Of the entries below, return only those lines from the line with "Target: bush" to the line with "Q: Point to the tree in", exactly, both included.

**Supplied material**
* * *

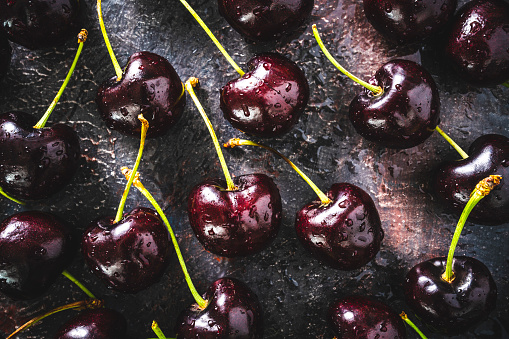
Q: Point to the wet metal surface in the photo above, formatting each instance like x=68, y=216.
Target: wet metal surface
x=295, y=289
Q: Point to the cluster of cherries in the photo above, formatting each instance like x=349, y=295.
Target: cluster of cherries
x=399, y=108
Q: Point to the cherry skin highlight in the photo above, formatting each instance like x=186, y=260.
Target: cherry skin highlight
x=233, y=311
x=409, y=21
x=149, y=86
x=345, y=234
x=356, y=317
x=478, y=41
x=130, y=255
x=450, y=307
x=454, y=180
x=405, y=114
x=101, y=323
x=35, y=163
x=269, y=99
x=263, y=20
x=35, y=248
x=38, y=24
x=235, y=223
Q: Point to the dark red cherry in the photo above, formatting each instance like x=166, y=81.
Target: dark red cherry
x=450, y=307
x=347, y=233
x=233, y=311
x=405, y=114
x=409, y=21
x=265, y=19
x=35, y=163
x=35, y=248
x=100, y=323
x=455, y=180
x=39, y=24
x=269, y=99
x=149, y=86
x=130, y=255
x=235, y=223
x=357, y=317
x=478, y=42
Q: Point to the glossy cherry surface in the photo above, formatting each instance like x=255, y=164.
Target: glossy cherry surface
x=409, y=21
x=356, y=317
x=35, y=248
x=405, y=114
x=130, y=255
x=35, y=163
x=269, y=99
x=450, y=307
x=265, y=19
x=101, y=323
x=478, y=42
x=347, y=233
x=235, y=223
x=454, y=181
x=39, y=24
x=149, y=86
x=233, y=311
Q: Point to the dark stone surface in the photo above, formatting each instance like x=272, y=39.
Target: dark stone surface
x=295, y=290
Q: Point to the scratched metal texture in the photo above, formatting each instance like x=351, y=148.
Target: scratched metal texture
x=295, y=289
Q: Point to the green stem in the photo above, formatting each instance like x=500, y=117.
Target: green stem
x=412, y=325
x=212, y=37
x=80, y=305
x=82, y=37
x=241, y=142
x=2, y=192
x=377, y=90
x=118, y=69
x=144, y=129
x=192, y=82
x=463, y=154
x=202, y=303
x=69, y=276
x=482, y=189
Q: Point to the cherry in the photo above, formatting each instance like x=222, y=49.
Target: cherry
x=400, y=106
x=409, y=21
x=150, y=86
x=357, y=317
x=269, y=99
x=453, y=180
x=341, y=228
x=35, y=248
x=453, y=293
x=265, y=19
x=101, y=323
x=129, y=255
x=38, y=24
x=233, y=311
x=477, y=43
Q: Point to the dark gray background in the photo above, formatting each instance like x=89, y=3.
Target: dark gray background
x=295, y=290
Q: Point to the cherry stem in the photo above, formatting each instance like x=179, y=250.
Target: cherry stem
x=202, y=303
x=10, y=198
x=82, y=37
x=377, y=90
x=454, y=145
x=80, y=305
x=69, y=276
x=412, y=325
x=212, y=37
x=482, y=189
x=241, y=142
x=144, y=128
x=192, y=82
x=117, y=67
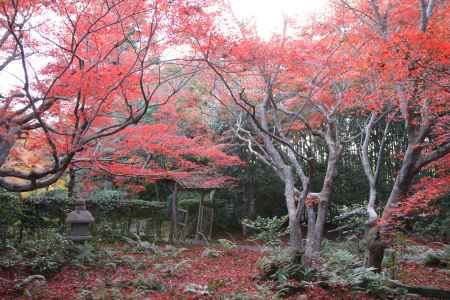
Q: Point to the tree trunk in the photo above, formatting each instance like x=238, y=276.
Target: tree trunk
x=173, y=215
x=375, y=247
x=295, y=232
x=7, y=141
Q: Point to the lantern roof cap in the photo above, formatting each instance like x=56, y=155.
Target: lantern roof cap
x=79, y=216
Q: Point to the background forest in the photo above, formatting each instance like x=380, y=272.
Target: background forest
x=165, y=149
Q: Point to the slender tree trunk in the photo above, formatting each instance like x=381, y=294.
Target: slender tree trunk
x=173, y=211
x=295, y=232
x=316, y=220
x=7, y=142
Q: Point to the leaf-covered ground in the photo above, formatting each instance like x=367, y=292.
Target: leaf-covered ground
x=193, y=272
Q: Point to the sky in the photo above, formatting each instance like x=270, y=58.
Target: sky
x=269, y=13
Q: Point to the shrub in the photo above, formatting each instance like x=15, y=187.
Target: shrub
x=269, y=230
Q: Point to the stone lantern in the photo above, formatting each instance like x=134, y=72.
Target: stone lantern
x=78, y=221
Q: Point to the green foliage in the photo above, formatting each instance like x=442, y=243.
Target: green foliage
x=438, y=258
x=140, y=246
x=343, y=267
x=284, y=267
x=42, y=256
x=434, y=227
x=268, y=230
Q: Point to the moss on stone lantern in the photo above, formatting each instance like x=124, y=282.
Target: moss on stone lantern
x=79, y=221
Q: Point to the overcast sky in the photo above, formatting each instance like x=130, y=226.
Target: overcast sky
x=269, y=13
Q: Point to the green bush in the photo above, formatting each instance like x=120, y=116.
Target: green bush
x=268, y=230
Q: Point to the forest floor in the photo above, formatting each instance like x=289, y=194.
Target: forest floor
x=188, y=272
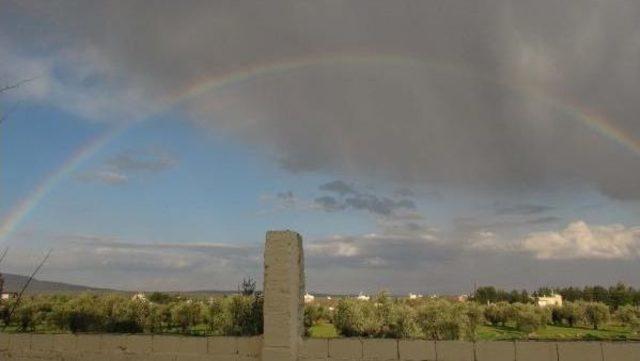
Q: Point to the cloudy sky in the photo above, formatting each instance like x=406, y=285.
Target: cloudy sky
x=417, y=146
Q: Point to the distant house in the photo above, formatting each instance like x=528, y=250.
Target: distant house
x=308, y=298
x=553, y=300
x=140, y=297
x=8, y=296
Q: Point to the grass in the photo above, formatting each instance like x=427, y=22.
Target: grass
x=610, y=332
x=323, y=330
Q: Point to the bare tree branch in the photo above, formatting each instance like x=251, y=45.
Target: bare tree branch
x=15, y=305
x=16, y=85
x=5, y=88
x=4, y=254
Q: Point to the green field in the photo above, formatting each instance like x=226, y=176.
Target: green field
x=497, y=333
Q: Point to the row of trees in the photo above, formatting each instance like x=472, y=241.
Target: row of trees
x=614, y=296
x=239, y=315
x=443, y=320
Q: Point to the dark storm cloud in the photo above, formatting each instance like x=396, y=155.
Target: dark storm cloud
x=339, y=187
x=523, y=209
x=349, y=197
x=124, y=166
x=487, y=101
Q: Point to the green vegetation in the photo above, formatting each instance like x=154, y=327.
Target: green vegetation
x=614, y=296
x=239, y=315
x=445, y=320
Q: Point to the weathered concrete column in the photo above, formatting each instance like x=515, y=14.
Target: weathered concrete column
x=283, y=296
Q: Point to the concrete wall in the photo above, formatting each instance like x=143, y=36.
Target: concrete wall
x=32, y=347
x=282, y=340
x=420, y=350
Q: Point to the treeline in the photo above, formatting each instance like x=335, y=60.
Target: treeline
x=440, y=319
x=614, y=296
x=238, y=315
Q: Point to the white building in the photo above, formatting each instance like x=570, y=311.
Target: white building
x=139, y=297
x=553, y=300
x=308, y=298
x=8, y=296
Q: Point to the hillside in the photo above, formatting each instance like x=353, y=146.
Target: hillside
x=13, y=283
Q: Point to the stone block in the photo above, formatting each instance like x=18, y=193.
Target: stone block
x=495, y=351
x=379, y=349
x=417, y=350
x=454, y=351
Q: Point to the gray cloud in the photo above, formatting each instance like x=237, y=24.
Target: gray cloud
x=349, y=197
x=127, y=165
x=338, y=187
x=446, y=92
x=523, y=209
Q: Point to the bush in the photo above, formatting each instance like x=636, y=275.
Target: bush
x=474, y=318
x=629, y=316
x=596, y=313
x=441, y=320
x=497, y=313
x=245, y=315
x=529, y=318
x=571, y=313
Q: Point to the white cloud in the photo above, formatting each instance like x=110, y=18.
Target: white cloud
x=581, y=241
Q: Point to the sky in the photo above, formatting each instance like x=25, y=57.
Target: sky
x=416, y=146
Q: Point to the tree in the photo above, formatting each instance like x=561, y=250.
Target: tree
x=572, y=313
x=247, y=287
x=630, y=316
x=596, y=313
x=6, y=88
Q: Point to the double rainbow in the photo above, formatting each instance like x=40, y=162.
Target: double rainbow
x=598, y=122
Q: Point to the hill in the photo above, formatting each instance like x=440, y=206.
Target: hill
x=13, y=283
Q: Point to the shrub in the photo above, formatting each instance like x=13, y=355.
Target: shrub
x=355, y=318
x=245, y=315
x=529, y=318
x=572, y=313
x=596, y=313
x=474, y=318
x=629, y=316
x=497, y=313
x=441, y=320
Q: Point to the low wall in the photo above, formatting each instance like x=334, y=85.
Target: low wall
x=282, y=339
x=421, y=350
x=32, y=347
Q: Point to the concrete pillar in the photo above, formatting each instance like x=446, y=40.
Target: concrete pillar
x=283, y=296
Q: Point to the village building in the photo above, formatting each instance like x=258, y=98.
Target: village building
x=553, y=300
x=308, y=298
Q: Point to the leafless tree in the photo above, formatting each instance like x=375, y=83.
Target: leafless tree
x=6, y=88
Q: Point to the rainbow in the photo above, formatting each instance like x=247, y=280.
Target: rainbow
x=19, y=212
x=237, y=76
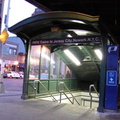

* * *

**Result**
Target: bush
x=474, y=318
x=629, y=316
x=596, y=313
x=441, y=320
x=497, y=313
x=245, y=315
x=529, y=318
x=571, y=313
Q: Point to the white cloud in the photo above, formatting each instance like x=110, y=18.
Target: white cloud
x=581, y=241
Q: Point to the sky in the photo above, formatting each instance like x=25, y=57.
Target: sky
x=416, y=146
Q: Point to the tree in the photo above, formatting each instance like x=561, y=250.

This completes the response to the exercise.